_DOCUMENT_:
My Hercules is a puzzle. It has BH racelite hubs, 27" x 1 1/4" Dunlop rims, Benelux derailleurs, Williams half step chain rings that I was able to date to 1962. The badge is marked Birmingham. The frame has fancy cutout lugs, top tube is 1", seat and down tubes are 1" 1/4", thin tapered stays. I need to check the seat tube for a seam to confirm if it might be a 531 triangle. Fenders are Bluemels. Bars, stem, and brakes are GB if I recall properly. Paint is gold with box striping. It has braze ons for a frame pump on the top tube. It has an AMF marking but is far from the Hercules / AMF 10-speeds that are normally seen. I have long suspected it to be a left over Kestrel that AMF bought during the Hercules factory shuttering and move to Raleigh in Nottingham.


----------



## bulldog1935 (Jun 11, 2016)

the frugal Brits will also use up parts.  
I imagine more than one bike left Nottingham with a leftover Birmingham head badge.  
A bike with that history could also have field mods.


----------



## Gasbag (Jun 11, 2016)

The reason I think it might be a Kestrel frame is that it is a higher end racing frame, much like Raleighs Lenton frames. The Hercules 10-speeds we commonly see are based on the Sport frame and have 26" wheels and Huret components. I don't think it has any field mods, it is very original right down to the Camel tires. I bought it out of long term storage and it was complete other than the saddle was missing. I will try to operate my camera left handed and do a proper write up of it soon.

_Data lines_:

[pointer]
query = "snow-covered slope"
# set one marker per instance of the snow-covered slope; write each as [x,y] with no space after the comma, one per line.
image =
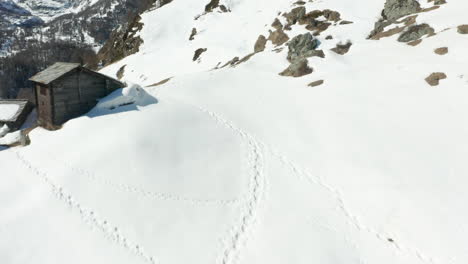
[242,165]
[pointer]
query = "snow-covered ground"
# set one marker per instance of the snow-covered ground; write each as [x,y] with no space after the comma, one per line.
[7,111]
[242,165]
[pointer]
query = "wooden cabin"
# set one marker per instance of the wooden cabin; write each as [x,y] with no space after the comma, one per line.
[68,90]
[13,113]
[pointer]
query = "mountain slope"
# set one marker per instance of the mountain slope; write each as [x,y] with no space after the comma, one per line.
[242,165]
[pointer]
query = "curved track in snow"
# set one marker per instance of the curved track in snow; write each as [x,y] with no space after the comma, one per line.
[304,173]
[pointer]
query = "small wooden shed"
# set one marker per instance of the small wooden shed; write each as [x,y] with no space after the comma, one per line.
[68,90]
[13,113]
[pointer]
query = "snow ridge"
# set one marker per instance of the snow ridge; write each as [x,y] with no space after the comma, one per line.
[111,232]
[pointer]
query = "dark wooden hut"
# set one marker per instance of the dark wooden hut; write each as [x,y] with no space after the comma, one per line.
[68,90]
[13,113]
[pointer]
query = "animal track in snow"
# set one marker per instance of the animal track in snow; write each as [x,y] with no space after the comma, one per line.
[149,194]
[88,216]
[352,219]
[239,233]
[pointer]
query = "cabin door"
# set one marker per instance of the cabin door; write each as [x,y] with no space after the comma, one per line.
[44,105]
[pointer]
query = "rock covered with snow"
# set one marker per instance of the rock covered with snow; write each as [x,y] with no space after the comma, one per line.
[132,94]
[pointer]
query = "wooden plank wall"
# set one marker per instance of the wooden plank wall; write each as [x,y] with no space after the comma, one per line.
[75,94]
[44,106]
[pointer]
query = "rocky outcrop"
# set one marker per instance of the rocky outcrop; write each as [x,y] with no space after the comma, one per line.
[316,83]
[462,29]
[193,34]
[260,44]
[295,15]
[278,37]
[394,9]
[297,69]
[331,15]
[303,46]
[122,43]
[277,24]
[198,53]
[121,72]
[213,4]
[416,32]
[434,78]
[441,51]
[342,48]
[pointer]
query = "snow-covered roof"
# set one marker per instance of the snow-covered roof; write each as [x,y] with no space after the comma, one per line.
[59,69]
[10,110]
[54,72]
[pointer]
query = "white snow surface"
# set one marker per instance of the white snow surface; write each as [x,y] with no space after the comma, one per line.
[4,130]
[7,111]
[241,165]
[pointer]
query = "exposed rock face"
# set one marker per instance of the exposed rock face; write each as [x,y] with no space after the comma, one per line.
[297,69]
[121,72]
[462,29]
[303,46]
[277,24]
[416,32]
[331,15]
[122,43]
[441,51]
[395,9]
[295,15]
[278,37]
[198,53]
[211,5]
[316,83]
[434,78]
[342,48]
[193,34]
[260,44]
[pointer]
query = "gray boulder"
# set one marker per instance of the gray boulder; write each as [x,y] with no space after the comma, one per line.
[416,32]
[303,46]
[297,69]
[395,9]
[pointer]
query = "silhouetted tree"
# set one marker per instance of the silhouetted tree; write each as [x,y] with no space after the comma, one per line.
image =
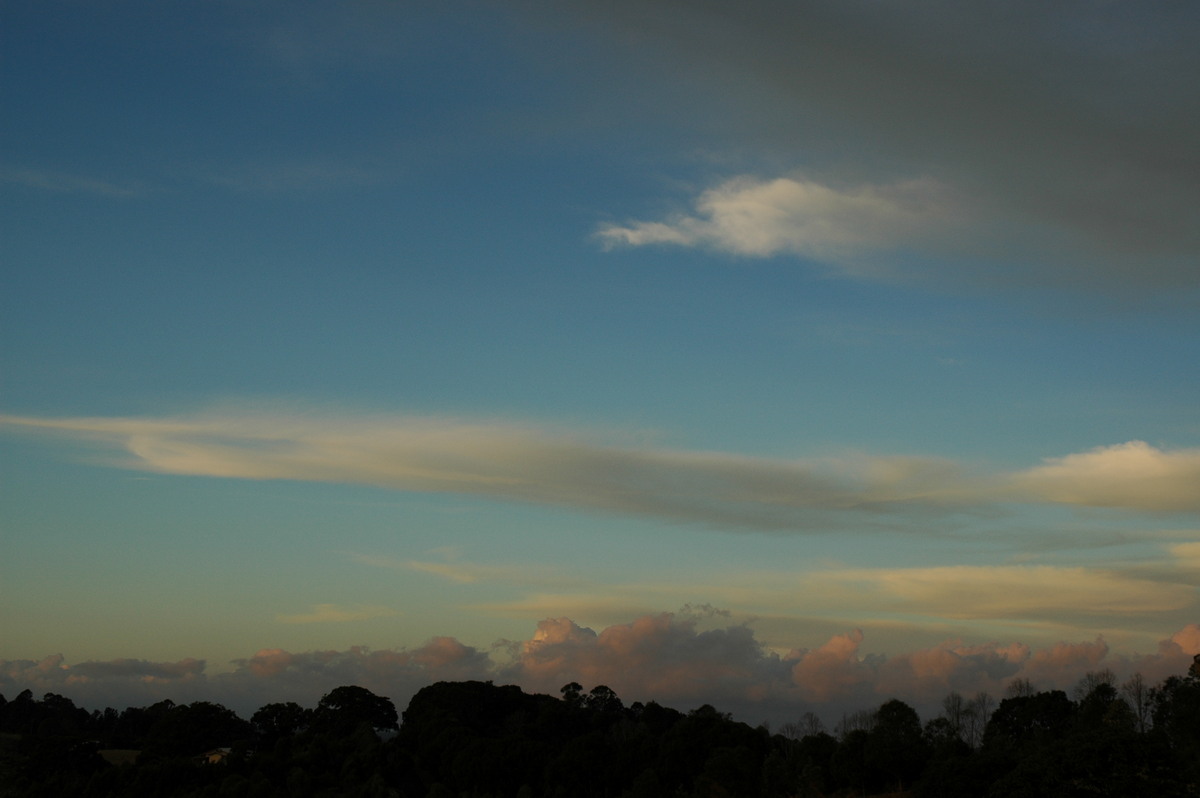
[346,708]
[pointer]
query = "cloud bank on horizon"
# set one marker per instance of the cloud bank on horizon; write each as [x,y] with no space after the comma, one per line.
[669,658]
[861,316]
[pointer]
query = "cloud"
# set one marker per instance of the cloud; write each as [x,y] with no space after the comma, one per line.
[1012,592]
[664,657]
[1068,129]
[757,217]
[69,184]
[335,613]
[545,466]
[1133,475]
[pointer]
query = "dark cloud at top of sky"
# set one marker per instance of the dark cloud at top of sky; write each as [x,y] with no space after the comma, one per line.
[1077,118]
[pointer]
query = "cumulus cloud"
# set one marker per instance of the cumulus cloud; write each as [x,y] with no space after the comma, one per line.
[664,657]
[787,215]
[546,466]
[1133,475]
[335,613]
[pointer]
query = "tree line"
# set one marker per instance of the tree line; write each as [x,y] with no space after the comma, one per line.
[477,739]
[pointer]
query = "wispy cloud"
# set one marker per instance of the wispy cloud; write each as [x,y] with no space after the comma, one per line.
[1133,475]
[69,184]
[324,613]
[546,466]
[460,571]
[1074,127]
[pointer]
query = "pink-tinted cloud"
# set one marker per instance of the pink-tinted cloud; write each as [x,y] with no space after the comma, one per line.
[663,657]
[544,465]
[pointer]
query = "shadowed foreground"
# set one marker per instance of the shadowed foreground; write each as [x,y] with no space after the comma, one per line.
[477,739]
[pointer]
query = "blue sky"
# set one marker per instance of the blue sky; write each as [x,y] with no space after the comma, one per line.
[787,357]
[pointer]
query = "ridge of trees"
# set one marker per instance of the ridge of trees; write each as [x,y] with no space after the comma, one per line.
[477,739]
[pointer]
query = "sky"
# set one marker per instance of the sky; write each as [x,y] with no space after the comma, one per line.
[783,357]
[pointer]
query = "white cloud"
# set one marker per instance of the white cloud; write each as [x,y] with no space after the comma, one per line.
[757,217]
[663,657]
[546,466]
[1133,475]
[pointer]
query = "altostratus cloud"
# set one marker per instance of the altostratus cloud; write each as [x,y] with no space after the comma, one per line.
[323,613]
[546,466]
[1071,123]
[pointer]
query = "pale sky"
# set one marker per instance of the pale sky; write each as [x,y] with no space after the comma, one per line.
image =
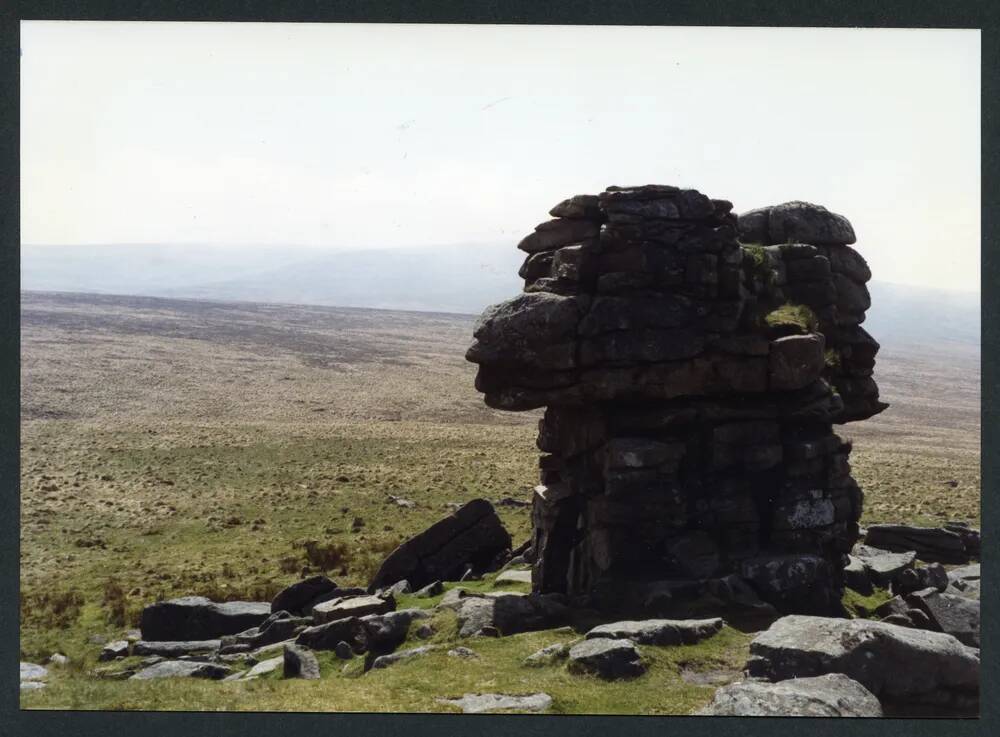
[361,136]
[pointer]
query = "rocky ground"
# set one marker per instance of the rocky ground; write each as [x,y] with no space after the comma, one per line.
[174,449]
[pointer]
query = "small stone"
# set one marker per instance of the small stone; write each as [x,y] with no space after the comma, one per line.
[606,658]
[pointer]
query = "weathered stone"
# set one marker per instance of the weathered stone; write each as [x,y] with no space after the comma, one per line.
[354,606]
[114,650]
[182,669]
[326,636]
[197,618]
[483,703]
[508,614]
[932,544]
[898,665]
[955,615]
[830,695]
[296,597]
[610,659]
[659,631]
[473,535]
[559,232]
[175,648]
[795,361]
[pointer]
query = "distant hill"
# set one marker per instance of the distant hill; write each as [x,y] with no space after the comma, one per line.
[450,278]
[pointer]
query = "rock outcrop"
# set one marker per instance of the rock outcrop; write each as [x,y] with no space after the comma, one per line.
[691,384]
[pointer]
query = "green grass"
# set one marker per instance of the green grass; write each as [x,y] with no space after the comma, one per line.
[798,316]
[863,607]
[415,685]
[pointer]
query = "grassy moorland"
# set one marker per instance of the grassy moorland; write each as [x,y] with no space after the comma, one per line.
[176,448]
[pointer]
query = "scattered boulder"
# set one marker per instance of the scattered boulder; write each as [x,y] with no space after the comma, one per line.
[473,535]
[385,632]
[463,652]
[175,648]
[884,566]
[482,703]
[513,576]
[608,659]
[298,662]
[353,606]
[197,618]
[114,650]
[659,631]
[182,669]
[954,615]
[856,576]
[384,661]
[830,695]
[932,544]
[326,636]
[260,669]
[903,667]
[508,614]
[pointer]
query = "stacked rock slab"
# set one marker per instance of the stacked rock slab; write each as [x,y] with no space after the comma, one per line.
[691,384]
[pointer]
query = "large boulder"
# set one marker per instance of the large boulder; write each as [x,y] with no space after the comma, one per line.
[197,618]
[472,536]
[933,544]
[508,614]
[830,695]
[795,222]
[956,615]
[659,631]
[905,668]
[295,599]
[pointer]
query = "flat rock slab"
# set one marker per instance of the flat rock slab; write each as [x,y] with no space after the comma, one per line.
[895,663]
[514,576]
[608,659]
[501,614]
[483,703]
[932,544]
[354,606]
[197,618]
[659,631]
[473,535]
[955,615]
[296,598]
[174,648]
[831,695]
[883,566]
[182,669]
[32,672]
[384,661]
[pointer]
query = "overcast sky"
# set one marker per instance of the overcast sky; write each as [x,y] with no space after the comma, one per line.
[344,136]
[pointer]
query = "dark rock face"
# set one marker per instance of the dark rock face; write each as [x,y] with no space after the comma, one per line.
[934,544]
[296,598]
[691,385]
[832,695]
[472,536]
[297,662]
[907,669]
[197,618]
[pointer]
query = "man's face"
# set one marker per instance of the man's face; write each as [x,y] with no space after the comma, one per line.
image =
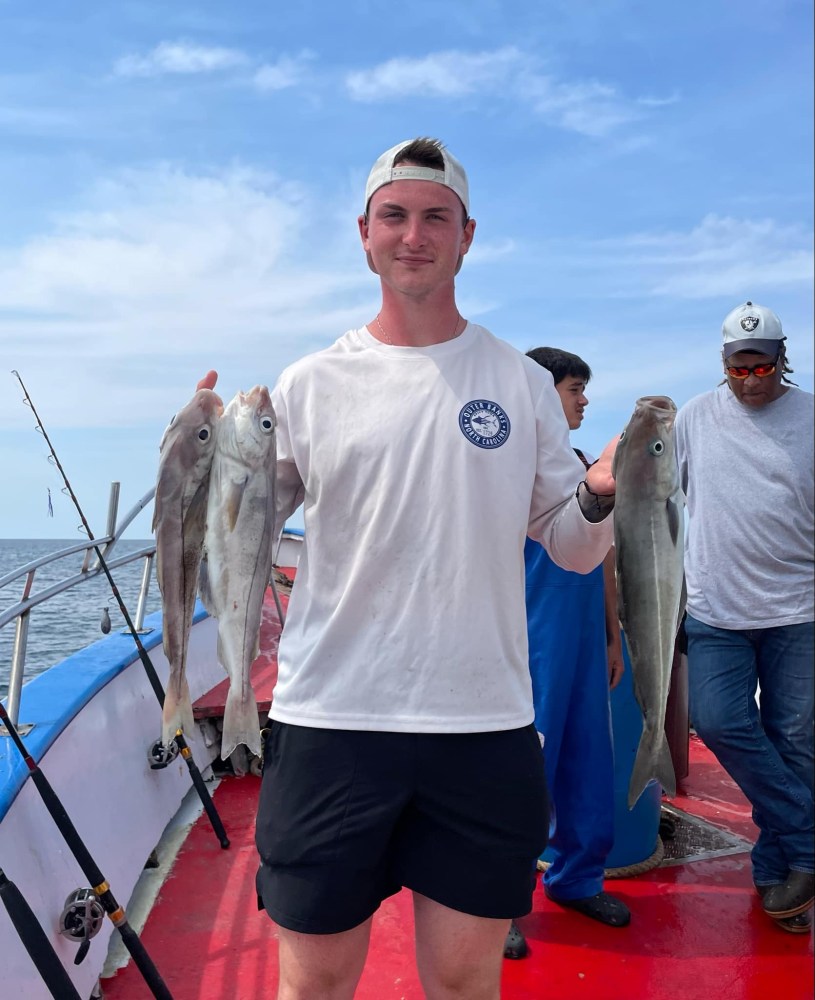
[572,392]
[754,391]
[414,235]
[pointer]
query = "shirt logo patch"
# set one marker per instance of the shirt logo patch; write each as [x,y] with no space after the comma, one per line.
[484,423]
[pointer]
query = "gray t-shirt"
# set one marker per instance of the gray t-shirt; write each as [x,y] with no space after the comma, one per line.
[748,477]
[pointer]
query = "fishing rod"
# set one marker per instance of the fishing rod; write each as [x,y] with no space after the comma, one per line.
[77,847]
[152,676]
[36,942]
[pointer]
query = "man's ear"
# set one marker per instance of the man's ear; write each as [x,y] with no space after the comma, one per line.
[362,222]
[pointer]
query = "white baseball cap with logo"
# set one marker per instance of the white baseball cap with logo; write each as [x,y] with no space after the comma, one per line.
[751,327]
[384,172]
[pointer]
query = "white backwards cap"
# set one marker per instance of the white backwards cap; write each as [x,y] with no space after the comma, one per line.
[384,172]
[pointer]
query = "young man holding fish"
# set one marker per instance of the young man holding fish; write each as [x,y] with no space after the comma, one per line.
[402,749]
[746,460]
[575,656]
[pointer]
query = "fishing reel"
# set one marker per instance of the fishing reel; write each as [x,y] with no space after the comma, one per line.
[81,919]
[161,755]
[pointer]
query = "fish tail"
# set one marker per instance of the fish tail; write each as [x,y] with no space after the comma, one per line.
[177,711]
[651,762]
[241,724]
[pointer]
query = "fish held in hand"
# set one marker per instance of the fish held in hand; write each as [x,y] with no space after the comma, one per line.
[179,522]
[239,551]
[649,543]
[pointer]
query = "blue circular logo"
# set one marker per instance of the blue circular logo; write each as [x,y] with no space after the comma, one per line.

_WHAT NEEDS TO BE DONE_:
Copy the full Hercules bicycle thread word for word. The material comes from a separate source.

_OUTPUT FOR THIS TASK_:
My Hercules is a puzzle. It has BH racelite hubs, 27" x 1 1/4" Dunlop rims, Benelux derailleurs, Williams half step chain rings that I was able to date to 1962. The badge is marked Birmingham. The frame has fancy cutout lugs, top tube is 1", seat and down tubes are 1" 1/4", thin tapered stays. I need to check the seat tube for a seam to confirm if it might be a 531 triangle. Fenders are Bluemels. Bars, stem, and brakes are GB if I recall properly. Paint is gold with box striping. It has braze ons for a frame pump on the top tube. It has an AMF marking but is far from the Hercules / AMF 10-speeds that are normally seen. I have long suspected it to be a left over Kestrel that AMF bought during the Hercules factory shuttering and move to Raleigh in Nottingham.


----------



## bulldog1935 (Jun 11, 2016)

the frugal Brits will also use up parts.  
I imagine more than one bike left Nottingham with a leftover Birmingham head badge.  
A bike with that history could also have field mods.


----------



## Gasbag (Jun 11, 2016)

The reason I think it might be a Kestrel frame is that it is a higher end racing frame, much like Raleighs Lenton frames. The Hercules 10-speeds we commonly see are based on the Sport frame and have 26" wheels and Huret components. I don't think it has any field mods, it is very original right down to the Camel tires. I bought it out of long term storage and it was complete other than the saddle was missing. I will try to operate my camera left handed and do a proper write up of it soon.